Il caso

La Germania contro la demonizzazione culturale d'Israele (e il Nobel la boicotta) 

Giulio Meotti

Nelle istituzioni culturali tedesche non si può indulgere nella retorica antisemita, pena l'allontanamento. I critici parlano di maccartismo e anche Annie  Eranux  firma un appello contro il governo tedesco

 “Molti quartieri in Germania non sono sicuri per gli ebrei”, denuncia Philipp Peyman Engel, il capo redattore del più importante giornale ebraico della  Germania, la Jüdische Allgemeine. “Ciò da cui mia madre è fuggita in Iran ora ci raggiunge in Germania”. In un discorso al Consiglio centrale degli ebrei tedeschi, Claudia Roth – ministro della Cultura – attacca “il silenzio della maggioranza del nostro paese, compresi molti esponenti della scena culturale” in seguito alle atrocità di Hamas. “Qualunque sia la ragione che adduciamo per questo silenzio sul terrorismo di Hamas, non riesco a trovarne una spiegazione”.  


“Dobbiamo prendere una posizione, in modo chiaro e inequivocabile, dobbiamo mostrare solidarietà con Israele e proteggere la vita ebraica nel nostro paese”, dice il ministro tedesco della Cultura, Claudia Roth. Intanto Joe Chialo, suo omologo della capitale tedesca, annuncia una nuova condizione per il finanziamento culturale: gli artisti devono impegnarsi nella lotta contro l’antisemitismo.  In un’intervista alla Berliner Zeitung, Chialo ha  detto: “A diciannove chilometri dal luogo in cui siamo seduti, sul Wannsee, nel gennaio 1942 ebbe luogo la conferenza in cui furono decise le misure per sterminare il popolo ebraico in tutto il mondo”. I critici parlano di maccartismo, il governo risponde che per avere i fondi pubblici non si deve indulgere nella retorica antisemita, compreso paragonare Israele ai nazisti.  


Citando la guerra d’Israele contro Hamas, uno dei più importanti cori tedeschi ha eliminato un grande brano musicale scritto nel XVIII secolo da Händel che contiene la parola “Israele” nel titolo. Il pluripremiato coro Rias, che riceve fondi dal governo, ha annunciato la rimozione dal programma della celebrazione del suo 75esimo anniversario il pezzo “Israele in Egitto”, che fu eseguito per la prima volta da Händel nel 1739 e che fa riferimento alla Bibbia ebraica. “Non riteniamo opportuno mostrare al nostro pubblico questa rappresentazione nel nuovo anno, anche se proviene dall’Antico testamento, data la situazione attuale; la nostra preoccupazione è piuttosto iniziare l’anno con una richiesta di pace”, ha scritto il coro.


Solo nel mondo dell’arte, il Museo Folkwang di Essen ha interrotto una collaborazione con Anaïs Duplan, una curatrice haitiana residente negli Stati Uniti, perché sui social ha descritto l’operazione militare di Israele a Gaza come un “genocidio”. Una settimana dopo, la Biennale für aktuelle Fotografie è stato cancellato dopo che uno dei curatori principali ha paragonato le azioni di Israele a Gaza all’Olocausto.

──────────────────────────────

ESERCIZI DA SVOLGERE =
[1] Elenca tutte le persone indicate per nome nel testo sulla Germania e Israele, considerando solo la parte che va dal paragrafo che inizia con «Molti quartieri» fino alla fine.
[2] Rispondi alle domande seguenti basandoti sul testo sulla Germania e Israele.
(a) In quale anno Händel eseguì per la prima volta «Israele in Egitto»?
(b) A quale giornale Joe Chialo ha rilasciato l'intervista citata?
(c) Quale museo ha interrotto la collaborazione con Anaïs Duplan?
[3] Prosegui il testo sulla Germania e la demonizzazione culturale d'Israele a partire dall'ultima frase.

──────────────────────────────

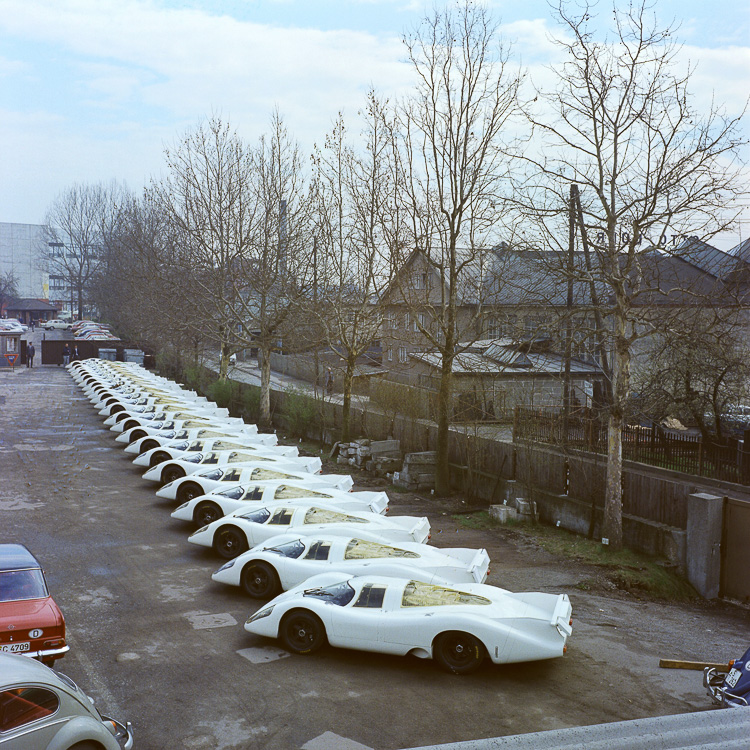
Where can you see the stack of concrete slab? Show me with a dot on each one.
(418, 471)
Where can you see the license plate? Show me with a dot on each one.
(733, 678)
(15, 648)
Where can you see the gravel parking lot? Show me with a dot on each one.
(155, 641)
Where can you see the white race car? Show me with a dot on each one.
(174, 468)
(204, 509)
(285, 561)
(241, 479)
(234, 534)
(456, 625)
(163, 437)
(125, 419)
(181, 448)
(134, 428)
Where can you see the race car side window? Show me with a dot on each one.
(284, 492)
(253, 493)
(21, 706)
(261, 515)
(282, 517)
(233, 493)
(288, 549)
(214, 475)
(318, 551)
(371, 596)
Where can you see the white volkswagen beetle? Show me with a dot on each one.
(174, 468)
(237, 532)
(246, 477)
(204, 509)
(41, 708)
(457, 625)
(285, 561)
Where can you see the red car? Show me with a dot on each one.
(31, 624)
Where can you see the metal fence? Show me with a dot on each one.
(728, 461)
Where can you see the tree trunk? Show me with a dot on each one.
(264, 418)
(346, 409)
(612, 526)
(442, 474)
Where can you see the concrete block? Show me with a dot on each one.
(703, 548)
(503, 513)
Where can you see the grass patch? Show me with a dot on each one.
(631, 571)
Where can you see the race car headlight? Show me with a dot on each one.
(260, 615)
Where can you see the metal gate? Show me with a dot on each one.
(735, 551)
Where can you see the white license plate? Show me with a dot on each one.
(733, 677)
(15, 648)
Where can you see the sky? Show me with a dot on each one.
(94, 90)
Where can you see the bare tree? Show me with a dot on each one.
(621, 125)
(273, 277)
(207, 199)
(355, 190)
(452, 170)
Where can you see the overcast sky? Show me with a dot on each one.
(92, 90)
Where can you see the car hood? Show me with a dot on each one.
(32, 613)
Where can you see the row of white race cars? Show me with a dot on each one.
(336, 568)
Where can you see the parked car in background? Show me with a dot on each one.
(41, 709)
(31, 624)
(56, 323)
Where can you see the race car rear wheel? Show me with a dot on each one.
(172, 474)
(260, 580)
(158, 458)
(148, 445)
(206, 513)
(188, 491)
(229, 542)
(460, 653)
(302, 632)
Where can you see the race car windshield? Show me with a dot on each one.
(288, 549)
(18, 585)
(339, 593)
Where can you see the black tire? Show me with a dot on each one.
(147, 445)
(206, 513)
(460, 653)
(158, 458)
(259, 580)
(188, 491)
(171, 474)
(229, 542)
(302, 632)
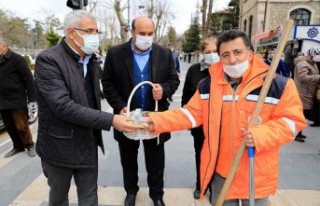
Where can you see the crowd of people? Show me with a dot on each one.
(219, 95)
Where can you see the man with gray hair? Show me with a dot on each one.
(70, 116)
(16, 90)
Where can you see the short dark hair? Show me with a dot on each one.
(231, 35)
(133, 24)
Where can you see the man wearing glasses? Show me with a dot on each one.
(70, 121)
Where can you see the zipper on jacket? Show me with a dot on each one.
(233, 109)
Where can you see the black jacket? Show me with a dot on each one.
(16, 82)
(117, 79)
(66, 123)
(193, 77)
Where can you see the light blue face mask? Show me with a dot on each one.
(211, 58)
(90, 43)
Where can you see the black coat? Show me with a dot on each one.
(66, 123)
(117, 79)
(193, 77)
(16, 82)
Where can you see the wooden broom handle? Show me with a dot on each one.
(255, 115)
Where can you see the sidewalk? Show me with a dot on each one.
(22, 182)
(37, 195)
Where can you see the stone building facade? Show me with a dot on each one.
(262, 20)
(258, 16)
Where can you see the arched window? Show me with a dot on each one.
(245, 26)
(250, 25)
(300, 16)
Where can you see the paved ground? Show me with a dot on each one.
(22, 182)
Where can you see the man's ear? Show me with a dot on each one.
(70, 33)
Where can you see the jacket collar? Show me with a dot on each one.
(256, 68)
(72, 53)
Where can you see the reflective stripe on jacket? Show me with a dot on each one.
(223, 112)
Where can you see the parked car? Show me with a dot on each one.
(32, 114)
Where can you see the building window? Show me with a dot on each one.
(245, 26)
(250, 25)
(300, 16)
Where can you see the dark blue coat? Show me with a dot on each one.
(69, 130)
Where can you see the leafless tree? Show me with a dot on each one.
(206, 17)
(161, 14)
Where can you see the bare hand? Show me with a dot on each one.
(123, 111)
(123, 124)
(248, 138)
(157, 92)
(148, 124)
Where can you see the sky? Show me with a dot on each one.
(39, 9)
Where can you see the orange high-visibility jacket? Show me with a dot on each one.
(223, 112)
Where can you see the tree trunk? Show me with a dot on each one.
(208, 19)
(204, 15)
(123, 23)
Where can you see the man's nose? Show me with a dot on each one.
(233, 59)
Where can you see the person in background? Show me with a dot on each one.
(307, 78)
(175, 56)
(316, 104)
(281, 69)
(16, 90)
(195, 74)
(70, 120)
(127, 65)
(223, 104)
(288, 59)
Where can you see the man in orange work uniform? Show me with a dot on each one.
(223, 104)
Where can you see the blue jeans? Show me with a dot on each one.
(216, 186)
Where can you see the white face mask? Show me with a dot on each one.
(210, 58)
(90, 43)
(236, 71)
(143, 42)
(316, 58)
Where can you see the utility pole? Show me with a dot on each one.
(128, 16)
(81, 4)
(204, 15)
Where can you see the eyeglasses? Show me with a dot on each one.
(89, 31)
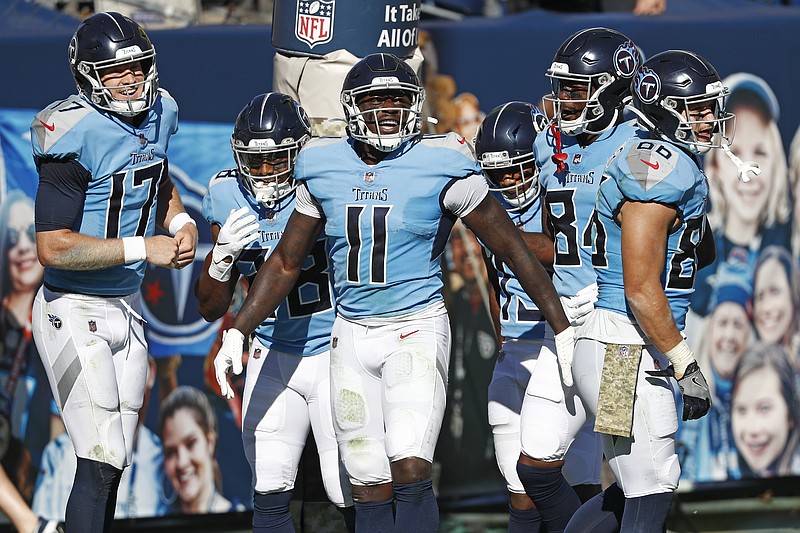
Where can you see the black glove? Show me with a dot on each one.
(694, 388)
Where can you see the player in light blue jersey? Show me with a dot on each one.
(649, 240)
(287, 385)
(590, 74)
(103, 187)
(504, 148)
(387, 198)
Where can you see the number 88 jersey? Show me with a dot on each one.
(650, 171)
(302, 324)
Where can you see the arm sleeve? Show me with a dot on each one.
(61, 195)
(307, 204)
(465, 194)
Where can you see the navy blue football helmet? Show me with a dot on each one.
(603, 60)
(107, 40)
(381, 72)
(271, 128)
(668, 85)
(504, 146)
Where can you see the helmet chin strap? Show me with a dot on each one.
(743, 168)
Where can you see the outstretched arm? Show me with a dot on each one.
(215, 296)
(279, 273)
(494, 228)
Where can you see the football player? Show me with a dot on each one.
(287, 385)
(590, 74)
(103, 188)
(650, 239)
(387, 198)
(504, 146)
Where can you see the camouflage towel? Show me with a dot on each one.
(618, 389)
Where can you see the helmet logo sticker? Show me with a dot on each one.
(314, 21)
(648, 85)
(626, 60)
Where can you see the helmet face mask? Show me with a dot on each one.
(583, 94)
(268, 134)
(106, 46)
(525, 187)
(679, 96)
(504, 148)
(602, 62)
(382, 100)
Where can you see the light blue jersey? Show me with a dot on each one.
(126, 166)
(387, 224)
(519, 316)
(305, 318)
(651, 171)
(569, 196)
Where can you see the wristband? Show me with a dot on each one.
(135, 249)
(219, 269)
(179, 221)
(680, 356)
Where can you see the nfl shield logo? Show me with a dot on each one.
(314, 22)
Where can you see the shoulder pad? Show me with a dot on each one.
(451, 140)
(223, 175)
(58, 119)
(651, 161)
(316, 142)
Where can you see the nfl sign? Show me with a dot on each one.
(314, 22)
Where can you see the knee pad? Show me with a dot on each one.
(647, 463)
(92, 413)
(272, 465)
(334, 480)
(350, 410)
(365, 461)
(271, 512)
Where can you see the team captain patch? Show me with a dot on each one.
(650, 163)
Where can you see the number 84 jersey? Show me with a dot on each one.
(650, 171)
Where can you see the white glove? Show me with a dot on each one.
(565, 347)
(229, 357)
(238, 231)
(578, 307)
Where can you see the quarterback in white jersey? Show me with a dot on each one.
(103, 187)
(287, 385)
(387, 198)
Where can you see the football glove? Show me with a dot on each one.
(694, 389)
(578, 307)
(228, 358)
(565, 347)
(238, 231)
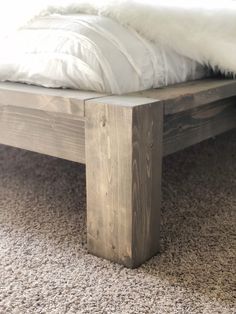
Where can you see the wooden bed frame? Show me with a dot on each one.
(122, 140)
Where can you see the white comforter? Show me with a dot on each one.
(112, 56)
(90, 52)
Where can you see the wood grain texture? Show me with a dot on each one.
(190, 127)
(186, 96)
(123, 165)
(44, 132)
(50, 100)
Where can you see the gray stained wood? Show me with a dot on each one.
(55, 132)
(122, 140)
(190, 127)
(123, 171)
(43, 132)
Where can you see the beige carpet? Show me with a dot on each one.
(44, 266)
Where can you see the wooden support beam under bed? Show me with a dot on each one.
(122, 140)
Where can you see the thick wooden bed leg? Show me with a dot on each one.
(123, 167)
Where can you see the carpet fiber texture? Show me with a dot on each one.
(44, 265)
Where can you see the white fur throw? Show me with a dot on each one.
(203, 30)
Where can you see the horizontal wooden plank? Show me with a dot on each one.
(43, 132)
(48, 99)
(63, 135)
(190, 127)
(186, 96)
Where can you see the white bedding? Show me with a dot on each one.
(90, 52)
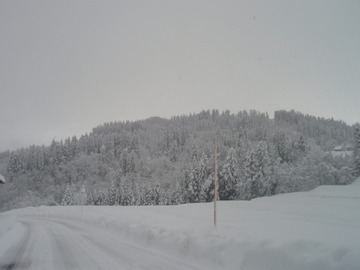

──────────────────────────────

SOLUZIONI DEGLI ESERCIZI =
[1] Philipp Peyman Engel, Claudia Roth, Joe Chialo, Händel, Anaïs Duplan

[2]
(a) Nel 1739.
(b) Alla Berliner Zeitung.
(c) Il Museo Folkwang di Essen.

[3]
Fino al caso di Masha Gessen, l’intellettuale russo-americana che ha paragonato la Striscia di Gaza ai ghetti dell’Europa orientale occupata dai nazisti. Gessen l’ha scritto in un saggio  sul New Yorker il 9 dicembre scorso, a cui è seguita una forte protesta alla vigilia della cerimonia del premio Hannah Arendt, assegnatole in Germania, e che si è svolta in sordina. Gessen non ha solo ribadito l’accostamento, ma l’ha spinto oltre avvicinando le rivolte dei ghetti ebraici alla “resistenza palestinese”, dalla quale non è escluso  Hamas e di cui la Cnn ha appena diffuso i video delle decapitazioni dei morti israeliani sui cigli delle strade dei kibbutz.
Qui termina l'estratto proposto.